For 25 years Rebecca Hardie Boys has been making fresh fermented drinks and delivering them to local cafes. You’ve probably seen her effervescent ginger beers, lemonades, and limes. Rebecca’s pretty sure she’s the only person making perishable fresh drinks on this scale in New Zealand. “Some have tried but have given up because a fresh drink should and will always be limited to the maker’s local district. There is a distinct line in the sand: you decide to either make fresh drinks and have a limited local market, or make nutritionally compromised drinks for a large market.”
Every day Rebecca goes from Wellington to Wainuiomata to work and back again. “The light on the harbour is ever-changing. Early morning a sunrise bounces light off a dead calm sea and floods my van with elusive pastel hues. During the passage of the day as I work, the harbour, hidden from my sight by the Wainui hill, has often changed dramatically by the time I am driving home.” Rebecca needs the van for her deliveries, but her home is walking distance from friends and favourite haunts. “I think this has moulded a lifelong community for me. A sense that all has not been lost to the motor vehicle.”
Rebecca loves her home, surrounded by the bush of AroValley – “the song of the native birds, a fire burning in our hearth, rain on the iron roof” – which she shares with her daughters, partner George, and sometimes also weta, spiders, and flocks of kākā, kererū, and tūī. They don’t have any common pets, as their friendly native insects and birds “do not co-exist easily with introduced pests”.

# # # #

Problem statement:
Write what comes next in the profile of Rebecca Hardie Boys, starting after its final sentence. The entries that come after this piece are unrelated material.

Records shown:
# # # #

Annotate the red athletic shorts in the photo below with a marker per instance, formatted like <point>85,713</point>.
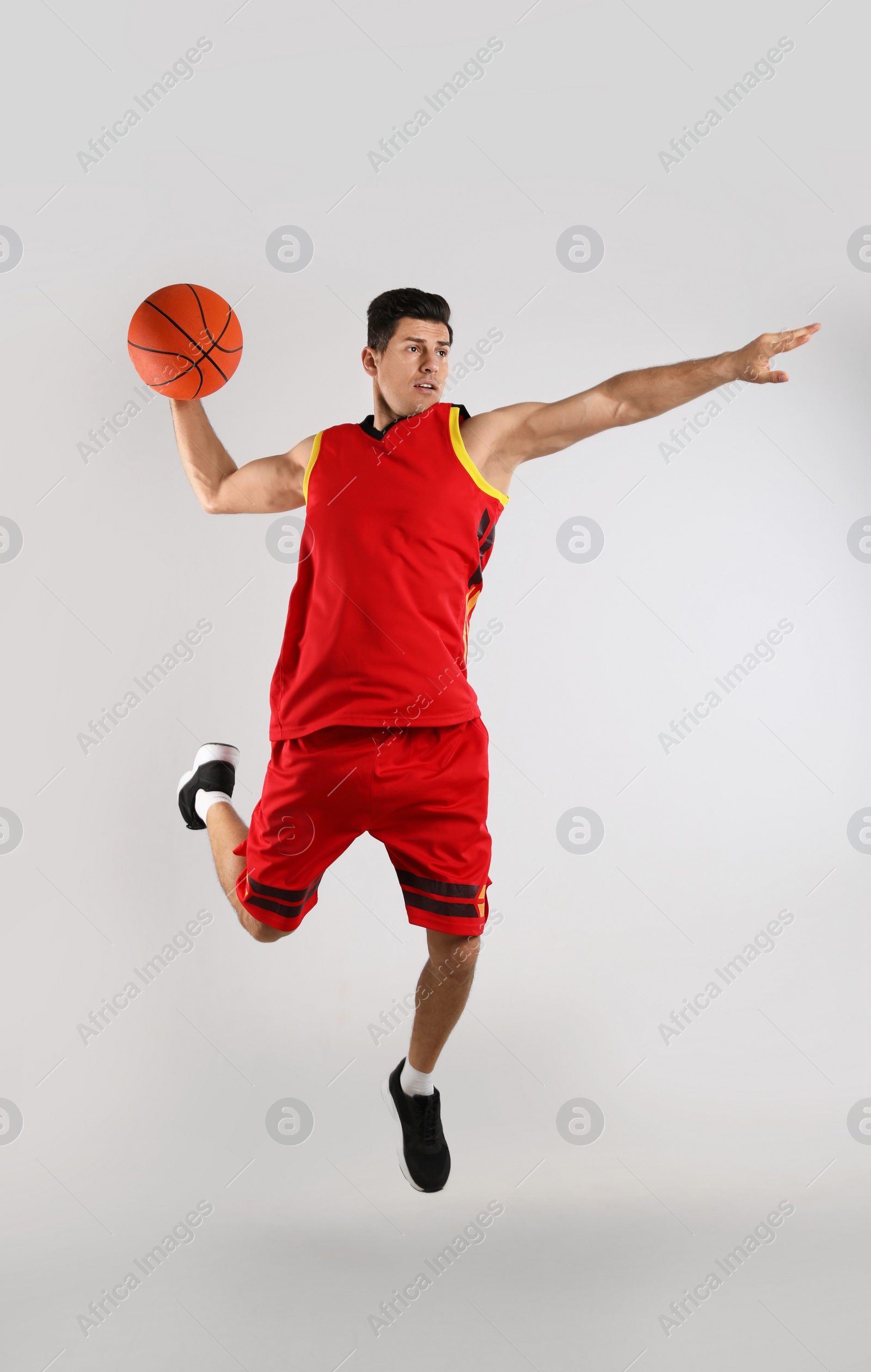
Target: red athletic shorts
<point>421,792</point>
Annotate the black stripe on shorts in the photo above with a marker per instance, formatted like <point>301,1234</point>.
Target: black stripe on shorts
<point>436,888</point>
<point>286,911</point>
<point>449,910</point>
<point>291,898</point>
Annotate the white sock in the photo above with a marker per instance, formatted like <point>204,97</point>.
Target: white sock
<point>205,799</point>
<point>416,1083</point>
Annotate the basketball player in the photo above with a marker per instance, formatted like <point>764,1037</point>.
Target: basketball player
<point>375,725</point>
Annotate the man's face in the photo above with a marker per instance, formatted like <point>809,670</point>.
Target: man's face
<point>412,371</point>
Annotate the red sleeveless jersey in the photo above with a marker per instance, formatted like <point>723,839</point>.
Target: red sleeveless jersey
<point>400,527</point>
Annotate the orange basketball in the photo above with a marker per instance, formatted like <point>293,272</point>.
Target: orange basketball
<point>186,342</point>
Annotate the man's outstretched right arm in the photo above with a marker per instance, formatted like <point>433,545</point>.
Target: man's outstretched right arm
<point>265,486</point>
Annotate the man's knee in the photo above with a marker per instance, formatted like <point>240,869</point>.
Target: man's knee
<point>258,931</point>
<point>453,955</point>
<point>262,934</point>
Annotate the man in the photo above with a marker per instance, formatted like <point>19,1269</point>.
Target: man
<point>375,725</point>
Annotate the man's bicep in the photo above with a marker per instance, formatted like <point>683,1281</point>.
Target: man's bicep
<point>534,429</point>
<point>267,486</point>
<point>550,429</point>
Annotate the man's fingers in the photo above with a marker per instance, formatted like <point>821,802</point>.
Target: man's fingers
<point>785,342</point>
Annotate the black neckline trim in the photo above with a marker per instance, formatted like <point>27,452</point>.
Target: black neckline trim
<point>368,424</point>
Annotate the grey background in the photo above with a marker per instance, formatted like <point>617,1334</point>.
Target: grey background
<point>703,556</point>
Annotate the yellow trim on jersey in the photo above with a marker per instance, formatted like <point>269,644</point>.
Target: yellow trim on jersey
<point>467,461</point>
<point>316,449</point>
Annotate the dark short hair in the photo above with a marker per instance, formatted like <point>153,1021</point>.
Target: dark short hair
<point>407,302</point>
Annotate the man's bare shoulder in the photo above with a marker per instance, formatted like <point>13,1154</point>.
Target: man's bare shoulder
<point>492,441</point>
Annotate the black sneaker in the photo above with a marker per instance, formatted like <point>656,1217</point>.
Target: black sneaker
<point>423,1151</point>
<point>214,769</point>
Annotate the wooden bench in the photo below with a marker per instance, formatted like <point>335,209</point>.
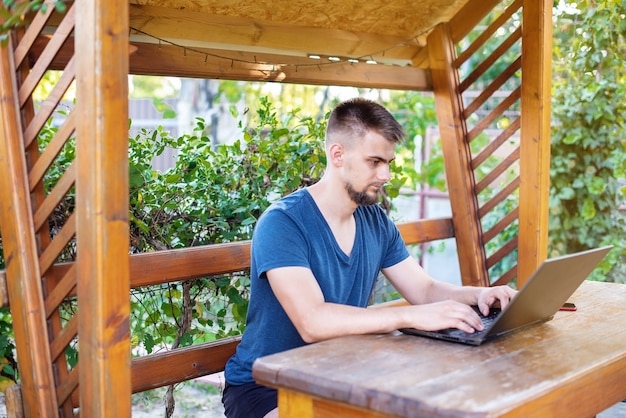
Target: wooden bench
<point>182,364</point>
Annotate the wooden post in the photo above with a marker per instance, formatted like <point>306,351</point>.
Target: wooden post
<point>20,254</point>
<point>457,157</point>
<point>102,208</point>
<point>535,136</point>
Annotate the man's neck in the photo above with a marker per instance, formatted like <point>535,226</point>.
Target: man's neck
<point>333,201</point>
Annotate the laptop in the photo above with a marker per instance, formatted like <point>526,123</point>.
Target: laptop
<point>540,298</point>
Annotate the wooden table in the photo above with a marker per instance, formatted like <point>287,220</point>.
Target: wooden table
<point>571,366</point>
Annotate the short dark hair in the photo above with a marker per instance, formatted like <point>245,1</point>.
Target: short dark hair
<point>357,116</point>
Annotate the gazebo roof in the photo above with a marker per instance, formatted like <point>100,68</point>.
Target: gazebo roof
<point>391,32</point>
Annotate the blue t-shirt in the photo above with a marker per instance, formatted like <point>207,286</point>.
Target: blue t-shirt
<point>293,232</point>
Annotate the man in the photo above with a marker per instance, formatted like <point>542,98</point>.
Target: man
<point>316,255</point>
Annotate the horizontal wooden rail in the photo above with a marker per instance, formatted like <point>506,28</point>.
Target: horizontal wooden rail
<point>426,230</point>
<point>209,260</point>
<point>170,367</point>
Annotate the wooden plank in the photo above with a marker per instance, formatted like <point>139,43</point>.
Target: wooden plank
<point>403,375</point>
<point>293,404</point>
<point>102,208</point>
<point>193,29</point>
<point>489,119</point>
<point>469,16</point>
<point>491,59</point>
<point>499,170</point>
<point>14,403</point>
<point>208,260</point>
<point>167,368</point>
<point>239,65</point>
<point>61,34</point>
<point>20,254</point>
<point>4,296</point>
<point>168,60</point>
<point>487,33</point>
<point>457,158</point>
<point>535,136</point>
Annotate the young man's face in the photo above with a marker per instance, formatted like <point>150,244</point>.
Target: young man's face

# # # #

Answer area:
The family grow their own vegetables and rely on them for most of their food. “So gardening is a little like necessary work, but I still find it deeply calming and therapeutic and it confirms a real link for meabout what food really is.” Rebecca always makes at least one meal a day largely from the veggie garden. “This is my daily wind-down activity, and has the bonus of producing food for the body and soul.I always make a big salad with our meal.” Recently, as part of a documentary about the New Zealand diet, Rebecca was asked to count the number of ingredients she had just picked for the salad – “Twenty-two!”
Rebecca wishes that time would slow down, saying the last decade “went in a flash”. She’s been trying to take Sundays off to have a lie-in and read. And in order to “break the bad habit of too much work” she’s started hiring DVDs from Aro Video. Rebecca’s daughters confirm that their mum is most likely to be seen delivering drinks, wooden crate in arms, dashing across the street. “But hell, it’s better than sitting with a group of people each with their noses buried in their smartphones,” saysRebecca. “I think to work is healthy and keeps one alive and alert to other people.”